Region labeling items
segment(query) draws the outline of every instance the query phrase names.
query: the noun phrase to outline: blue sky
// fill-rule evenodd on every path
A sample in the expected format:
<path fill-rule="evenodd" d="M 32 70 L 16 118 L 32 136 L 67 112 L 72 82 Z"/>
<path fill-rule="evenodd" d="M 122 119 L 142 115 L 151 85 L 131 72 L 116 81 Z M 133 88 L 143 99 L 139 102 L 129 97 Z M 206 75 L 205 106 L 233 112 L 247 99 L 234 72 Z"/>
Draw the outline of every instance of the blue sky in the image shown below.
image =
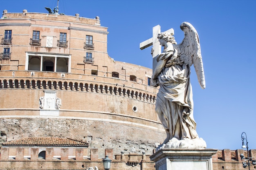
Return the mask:
<path fill-rule="evenodd" d="M 47 13 L 57 0 L 8 0 L 8 12 Z M 200 137 L 208 148 L 241 148 L 245 132 L 249 149 L 256 149 L 256 1 L 60 0 L 61 13 L 94 18 L 108 28 L 108 53 L 115 60 L 152 68 L 150 48 L 139 43 L 152 27 L 174 29 L 178 43 L 183 22 L 191 23 L 200 39 L 206 88 L 201 89 L 193 66 L 194 115 Z"/>

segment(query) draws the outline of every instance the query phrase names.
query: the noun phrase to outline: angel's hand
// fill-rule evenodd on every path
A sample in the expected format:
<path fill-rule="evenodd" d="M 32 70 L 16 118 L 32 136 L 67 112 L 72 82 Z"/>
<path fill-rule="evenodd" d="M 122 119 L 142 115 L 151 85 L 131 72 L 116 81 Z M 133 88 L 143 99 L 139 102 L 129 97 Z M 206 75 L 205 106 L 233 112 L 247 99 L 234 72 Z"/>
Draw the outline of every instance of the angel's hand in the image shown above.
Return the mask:
<path fill-rule="evenodd" d="M 154 51 L 155 51 L 155 50 L 152 48 L 151 49 L 151 55 L 152 56 L 153 56 L 153 53 L 154 53 Z"/>

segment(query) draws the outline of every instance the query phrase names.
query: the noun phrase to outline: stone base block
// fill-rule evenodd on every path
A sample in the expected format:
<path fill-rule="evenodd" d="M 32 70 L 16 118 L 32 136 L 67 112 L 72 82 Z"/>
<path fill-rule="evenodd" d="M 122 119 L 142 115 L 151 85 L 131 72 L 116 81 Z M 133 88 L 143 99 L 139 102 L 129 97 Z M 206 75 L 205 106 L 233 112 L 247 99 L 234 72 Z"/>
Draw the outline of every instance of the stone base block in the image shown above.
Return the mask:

## WORK TO DO
Pull out each line from the rows above that contains the word "angel".

## WRITTEN RESPONSE
query: the noun phrase to outline: angel's hand
Draw the outline of every instance of the angel's hand in the image shown above.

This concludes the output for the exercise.